To do - Lay out the entries as a Markdown table with the columns Row and Line, starting at the beginning of the entries and ending at the line containing "[[309, 221]]", with both ends included. Skip blank lines and leave the pictures out.

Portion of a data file

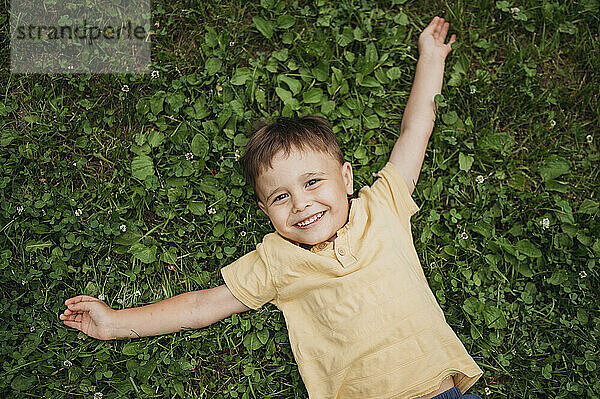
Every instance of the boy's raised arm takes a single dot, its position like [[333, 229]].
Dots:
[[190, 310], [419, 115]]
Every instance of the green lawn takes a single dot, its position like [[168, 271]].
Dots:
[[137, 196]]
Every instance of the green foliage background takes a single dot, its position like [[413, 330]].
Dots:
[[520, 109]]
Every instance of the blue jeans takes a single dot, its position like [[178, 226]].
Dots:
[[454, 393]]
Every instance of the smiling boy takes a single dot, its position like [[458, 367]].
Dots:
[[361, 318]]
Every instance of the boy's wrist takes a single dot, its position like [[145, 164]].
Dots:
[[120, 329]]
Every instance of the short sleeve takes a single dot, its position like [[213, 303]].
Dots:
[[249, 279], [390, 190]]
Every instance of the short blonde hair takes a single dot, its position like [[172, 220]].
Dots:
[[311, 131]]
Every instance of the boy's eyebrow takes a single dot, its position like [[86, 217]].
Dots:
[[302, 176]]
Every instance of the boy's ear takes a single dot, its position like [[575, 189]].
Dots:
[[348, 177]]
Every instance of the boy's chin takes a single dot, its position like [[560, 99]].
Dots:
[[304, 241]]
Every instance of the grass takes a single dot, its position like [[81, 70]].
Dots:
[[521, 111]]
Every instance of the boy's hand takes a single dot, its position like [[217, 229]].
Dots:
[[419, 115], [431, 40], [91, 316]]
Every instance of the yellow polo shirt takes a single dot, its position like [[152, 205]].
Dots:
[[362, 320]]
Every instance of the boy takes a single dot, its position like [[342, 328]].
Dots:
[[362, 320]]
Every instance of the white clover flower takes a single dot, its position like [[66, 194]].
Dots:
[[545, 223]]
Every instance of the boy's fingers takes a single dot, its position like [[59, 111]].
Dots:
[[80, 307], [432, 25], [73, 324], [80, 298], [452, 40]]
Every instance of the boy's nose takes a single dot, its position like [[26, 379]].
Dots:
[[301, 204]]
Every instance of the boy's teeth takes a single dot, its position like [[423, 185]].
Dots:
[[312, 219]]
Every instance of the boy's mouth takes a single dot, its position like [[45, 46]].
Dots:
[[309, 221]]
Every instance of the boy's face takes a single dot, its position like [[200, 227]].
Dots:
[[304, 195]]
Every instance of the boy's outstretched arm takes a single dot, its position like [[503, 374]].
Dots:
[[419, 115], [190, 310]]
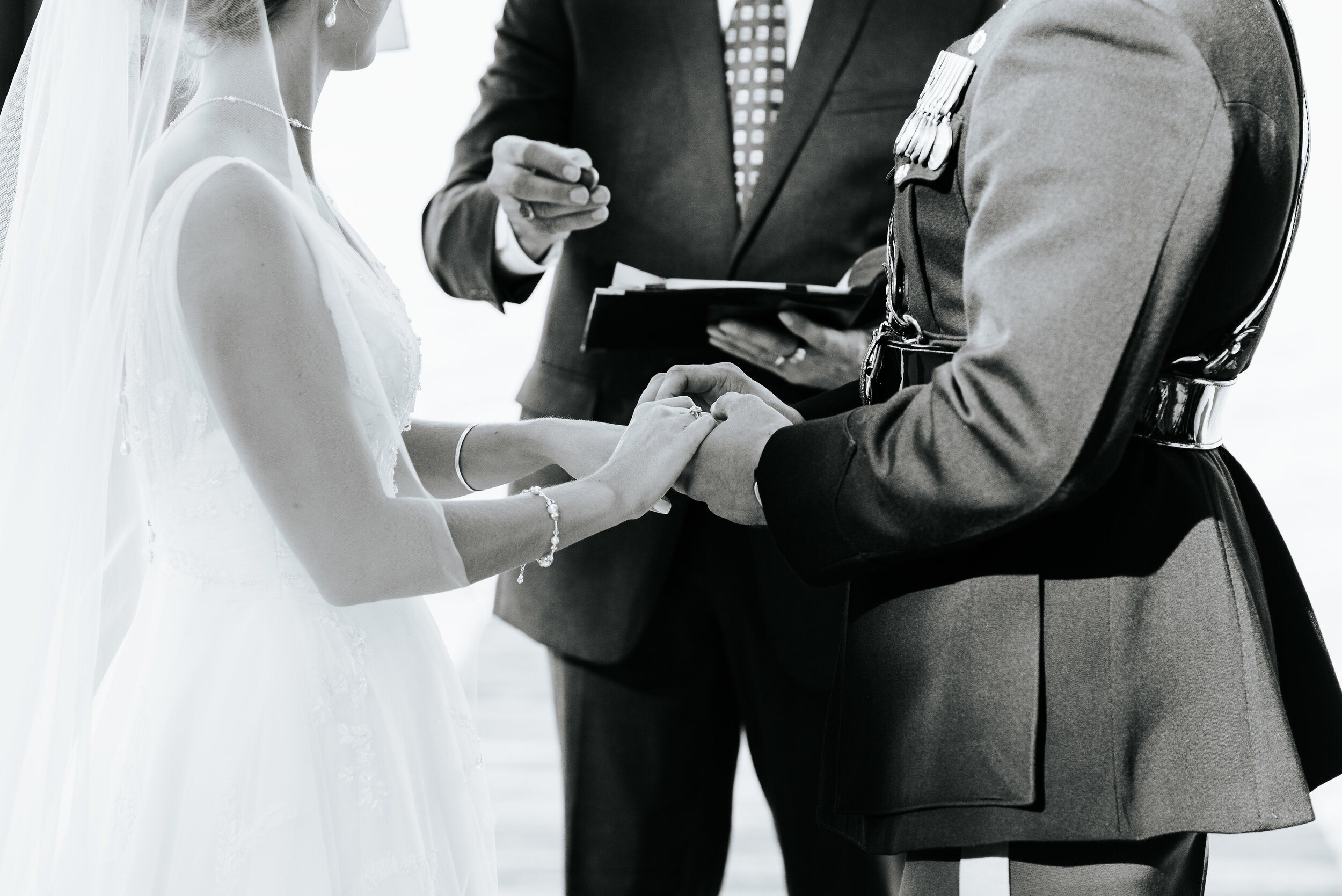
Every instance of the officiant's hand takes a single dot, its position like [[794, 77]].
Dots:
[[723, 472], [812, 356], [706, 383], [546, 191]]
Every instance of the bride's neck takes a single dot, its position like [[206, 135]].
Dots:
[[302, 74]]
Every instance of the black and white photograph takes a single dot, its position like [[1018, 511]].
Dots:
[[670, 448]]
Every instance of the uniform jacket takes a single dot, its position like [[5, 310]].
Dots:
[[1058, 631], [642, 88]]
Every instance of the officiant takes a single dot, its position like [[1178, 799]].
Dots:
[[697, 140]]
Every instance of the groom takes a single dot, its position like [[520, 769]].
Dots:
[[1075, 640], [733, 140]]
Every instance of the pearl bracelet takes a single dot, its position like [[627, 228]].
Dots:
[[553, 510]]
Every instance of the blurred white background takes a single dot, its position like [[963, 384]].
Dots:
[[384, 144]]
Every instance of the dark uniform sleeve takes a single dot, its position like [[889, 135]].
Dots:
[[1093, 175], [528, 90]]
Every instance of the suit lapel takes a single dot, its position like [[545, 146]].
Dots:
[[696, 35], [831, 33]]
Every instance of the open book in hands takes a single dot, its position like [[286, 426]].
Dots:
[[640, 311]]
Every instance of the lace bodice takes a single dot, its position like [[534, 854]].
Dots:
[[206, 520]]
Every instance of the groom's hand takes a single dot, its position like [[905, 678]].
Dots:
[[546, 191], [706, 383], [723, 472]]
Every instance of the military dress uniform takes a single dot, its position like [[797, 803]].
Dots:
[[1075, 638]]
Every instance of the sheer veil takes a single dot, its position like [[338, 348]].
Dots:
[[84, 160]]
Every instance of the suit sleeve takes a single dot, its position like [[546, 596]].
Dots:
[[1093, 143], [528, 90]]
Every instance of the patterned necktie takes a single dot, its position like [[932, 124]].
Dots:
[[757, 65]]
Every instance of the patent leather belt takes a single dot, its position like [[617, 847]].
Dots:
[[1180, 412], [1184, 412]]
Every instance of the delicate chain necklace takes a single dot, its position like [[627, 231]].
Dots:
[[230, 98]]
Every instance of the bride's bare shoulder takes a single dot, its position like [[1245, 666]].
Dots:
[[240, 250]]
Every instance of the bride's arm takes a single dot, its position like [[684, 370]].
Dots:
[[494, 454], [273, 365]]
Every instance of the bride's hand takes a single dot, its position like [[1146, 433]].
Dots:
[[580, 447], [655, 448]]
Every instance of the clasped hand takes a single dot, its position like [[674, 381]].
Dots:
[[721, 474]]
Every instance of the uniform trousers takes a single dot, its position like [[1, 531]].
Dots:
[[1169, 865], [650, 744]]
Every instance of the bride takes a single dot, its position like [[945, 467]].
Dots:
[[207, 502]]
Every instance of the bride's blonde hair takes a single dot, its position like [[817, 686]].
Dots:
[[219, 18]]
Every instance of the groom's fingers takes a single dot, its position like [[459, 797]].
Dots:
[[698, 378], [670, 384], [650, 392]]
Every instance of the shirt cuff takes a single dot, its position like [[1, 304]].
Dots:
[[512, 257]]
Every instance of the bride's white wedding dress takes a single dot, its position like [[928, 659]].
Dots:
[[250, 738]]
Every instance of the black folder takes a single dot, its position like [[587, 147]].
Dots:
[[673, 314]]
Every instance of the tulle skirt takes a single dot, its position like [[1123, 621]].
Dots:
[[261, 742]]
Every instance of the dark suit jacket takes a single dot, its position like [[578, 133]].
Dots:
[[642, 88], [1056, 631]]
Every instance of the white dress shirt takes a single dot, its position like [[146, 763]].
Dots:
[[510, 254]]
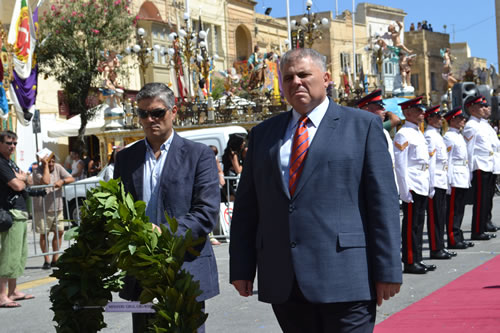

The result -
| Row | Line |
|---|---|
| 1 | Every instance of the boy's raised arm takes a single dot, its position like [[333, 229]]. |
| 2 | Dots: |
| 3 | [[190, 310], [419, 115]] |
| 4 | Every instance of the green lawn takes a single dot, its position like [[168, 271]]. |
| 5 | Dots: |
| 6 | [[137, 196]] |
| 7 | Every instance of the green foliage background takes a single dot, its position like [[413, 330]]. |
| 8 | Dots: |
| 9 | [[520, 109]] |
| 10 | Every instance of the blue jeans takes a single dot, its position like [[178, 226]]. |
| 11 | Dots: |
| 12 | [[454, 393]] |
| 13 | Every instance of the smiling boy takes a single dot, its position like [[458, 367]]. |
| 14 | Dots: |
| 15 | [[361, 318]] |
| 16 | Every instance of the boy's wrist takes a single dot, its position like [[145, 164]]. |
| 17 | Dots: |
| 18 | [[120, 329]] |
| 19 | Every instance of the short sleeve takes a single dot, its position like [[213, 303]]. |
| 20 | Dots: |
| 21 | [[249, 279], [390, 190]] |
| 22 | Every instance of the short blonde hair takes a single dot, its position like [[172, 220]]. |
| 23 | Dots: |
| 24 | [[311, 131]] |
| 25 | Every instance of the boy's eyebrow takes a single dot, its position like [[86, 217]]. |
| 26 | Dots: |
| 27 | [[302, 176]] |
| 28 | Every instance of the boy's ear takes a single dot, its position like [[575, 189]]. |
| 29 | Dots: |
| 30 | [[348, 177]] |
| 31 | Every instance of the boy's chin takes a single dot, its position like [[560, 99]]. |
| 32 | Dots: |
| 33 | [[304, 241]] |
| 34 | Every instance of the grass takes a single dot, its position like [[81, 70]]. |
| 35 | Dots: |
| 36 | [[521, 111]] |
| 37 | Every instance of the boy's hand takes a single dot, its position like [[217, 229]]. |
| 38 | Dots: |
| 39 | [[419, 115], [431, 40], [91, 316]] |
| 40 | Every instance of the yellow polo shirt takes a single dot, its position like [[152, 205]]. |
| 41 | Dots: |
| 42 | [[362, 320]] |
| 43 | Every instance of the boy takes a single dot, its position like [[342, 328]]. |
| 44 | Dots: |
| 45 | [[362, 320]] |
| 46 | Every instance of the white clover flower takes a single dot, its position like [[66, 194]]. |
| 47 | Dots: |
| 48 | [[545, 223]] |
| 49 | Every instance of the boy's fingers takes a single dot, its position like [[59, 111]]. |
| 50 | Dots: |
| 51 | [[80, 307], [432, 25], [73, 324], [80, 298], [452, 40]] |
| 52 | Every instance of the boy's nose takes a single dot, its position like [[26, 379]]. |
| 53 | Dots: |
| 54 | [[301, 204]] |
| 55 | Every instance of the boy's teeth takes a single dot, its position like [[423, 185]]. |
| 56 | Dots: |
| 57 | [[312, 219]] |
| 58 | Every instance of the boy's mouth takes a single dot, its position like [[45, 46]]. |
| 59 | Dots: |
| 60 | [[309, 221]] |